[TAREAS POR REALIZAR]
A: ¿Qué frase de Emmanuel Mounier se cita en el texto sobre el testimonio martirial?
B: Prolongue el texto sobre el testimonio martirial a partir de su última oración.

Ante el testimonio de preferir ofrendar la vida en fidelidad a unos valores superiores que se profesan -lo del filósofo francés Emmanuel Mounier: “Hay fidelidades por las que vale la pena dar la vida”-, hasta se me adelgazan las razones ateas y deicidas de ese filósofo a un bigote pegado llamado Niezsche: total, aunque no es ciertamente un criterio objetivamente universalizable de validación (falsación> diríamos desde ciertas escuelas filosóficas) de una verdad el preferir entregar la vida por fidelidad a las convicciones éticas, morales o religiosas profesadas, la fuerza del testimonio martirial.
Pero sobre todo ahora que es verano, Bárbara Castro García, por más que tú goces ya de ese prado sin otoños que es el cielo -según dicen los místicos que es el paraíso-, y ahora que tus íntimos te lloran, creo caer en la cuenta de que testimonios como el tuyo son los que nos salvan, a todos los que somos mediocres y contumaces negadores de la eficacia santificante de la gracia del Espíritu, precisamente de ello mismo: de la desgracia de una vida sin gracia. Tú al menos has podido repetir con el talentoso y converso escritor francés Leon Bloy aquello de “Al final de la vida, solo hay un tristeza: la de no ser santo”, mientras nosotros nos sorprendemos ante tu gesto, atrapados por la mediocridad de nuestras vidas y por la contumaz crisis económica que ya, más que económica solamente o propiamente, parece se ha hecho cósmica, epidérmica, consubstancial, consuetudinaria.

[SECCIÓN DE DATOS]
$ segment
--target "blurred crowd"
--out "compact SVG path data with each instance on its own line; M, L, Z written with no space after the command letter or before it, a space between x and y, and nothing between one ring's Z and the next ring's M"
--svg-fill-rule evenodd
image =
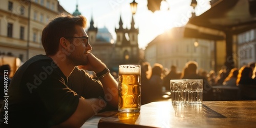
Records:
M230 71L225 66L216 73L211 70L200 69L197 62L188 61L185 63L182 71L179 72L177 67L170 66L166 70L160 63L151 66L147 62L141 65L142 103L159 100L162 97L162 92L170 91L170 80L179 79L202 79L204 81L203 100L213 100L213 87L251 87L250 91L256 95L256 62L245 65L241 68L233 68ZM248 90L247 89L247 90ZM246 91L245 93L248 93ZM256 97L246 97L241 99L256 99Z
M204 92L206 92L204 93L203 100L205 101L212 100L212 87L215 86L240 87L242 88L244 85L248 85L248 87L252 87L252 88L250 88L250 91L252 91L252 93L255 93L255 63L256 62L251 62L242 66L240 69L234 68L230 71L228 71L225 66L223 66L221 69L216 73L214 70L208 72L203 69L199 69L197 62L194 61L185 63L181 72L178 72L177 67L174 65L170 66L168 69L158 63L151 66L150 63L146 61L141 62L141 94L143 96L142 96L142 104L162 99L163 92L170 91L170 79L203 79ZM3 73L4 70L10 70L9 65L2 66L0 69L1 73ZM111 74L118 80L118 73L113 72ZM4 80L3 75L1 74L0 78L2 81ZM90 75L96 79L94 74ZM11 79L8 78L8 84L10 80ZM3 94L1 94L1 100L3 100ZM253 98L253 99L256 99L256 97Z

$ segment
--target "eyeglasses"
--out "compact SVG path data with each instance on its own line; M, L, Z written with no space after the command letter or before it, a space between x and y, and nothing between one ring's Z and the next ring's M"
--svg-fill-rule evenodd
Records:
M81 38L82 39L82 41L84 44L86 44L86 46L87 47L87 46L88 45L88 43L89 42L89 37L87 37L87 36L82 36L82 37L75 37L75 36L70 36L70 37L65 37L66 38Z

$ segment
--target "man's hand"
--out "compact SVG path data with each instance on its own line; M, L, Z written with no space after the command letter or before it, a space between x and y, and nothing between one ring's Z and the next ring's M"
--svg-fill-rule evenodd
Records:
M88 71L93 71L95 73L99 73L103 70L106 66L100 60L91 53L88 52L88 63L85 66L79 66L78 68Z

[RESPUESTAS]
A: «Hay fidelidades por las que vale la pena dar la vida».

B:
Por lo demás tu gesto, descomunal, al alcance de muy pocos -y sin embargo todos los católicos estamos llamados a la santidad, a defender con la propia vida la fe recibida en el bautismo-, también me hace caer en la siguiente reflexión, que me llena de alguna zozobra y de no poca perplejidad: si no existe ese Dios capaz de ofrecer una última palabra de justicia a todas las víctimas de la historia, a todas las innúmeras víctimas inocentes que la historia de la humanidad ha conocido -esto ya comenzaron a intuirlo, desde posiciones ateas o agnósticas, los filósofos de la Escuela de Frankfurt-, tu gesto heroico y santo tendrá el mismo final (el pudridero, en modo alguno el camposanto, la gloria, el triunfo sobre el mal, sobre la muerte aniquiladora) que cualquiera de los gestos perversos, asesinos y genocidas que la historia de la humanidad también ha conocido: la mezcla de trigo y de cizaña que es la vida terrenal, la existencia humana.
Solo que entonces, ¿nos consuela aceptar que justamente es así de darviniana y de fatalista la existencia humana? ¿O será más bien que mis conceptos de darvinismo social y de fatalismo están viciados por una determinada concepción moral? Aunque ciertamente, desde esta misma “regla de tres”, cabría que acusáramos al darvinismo social y a ese fatalismo a que me he referido de venir a ser a esta controversia similares conceptos éticos o morales viciados...
Fenomenológicamente hablando, casi todo es intencionalidad en la existencia humana, en la humana existencia. Pero me quedo con la intuición, aún entre atea y agnóstica pero “sedienta de eternidad y de infinito” (Unamuno dixit) de los filósofos de la Escuela de Frankfurt: “¿em>Quién se encargará escatológicamente de otorgar la justicia a todas las víctimas de la historia, a todos los inocentes que han sido, a todas las anafrank que por la historia han pasado, a todas las que, como la joven católica española Bárbara Castro García...?
Luis Alberto Henríquez Lorenzo. Julio 2012.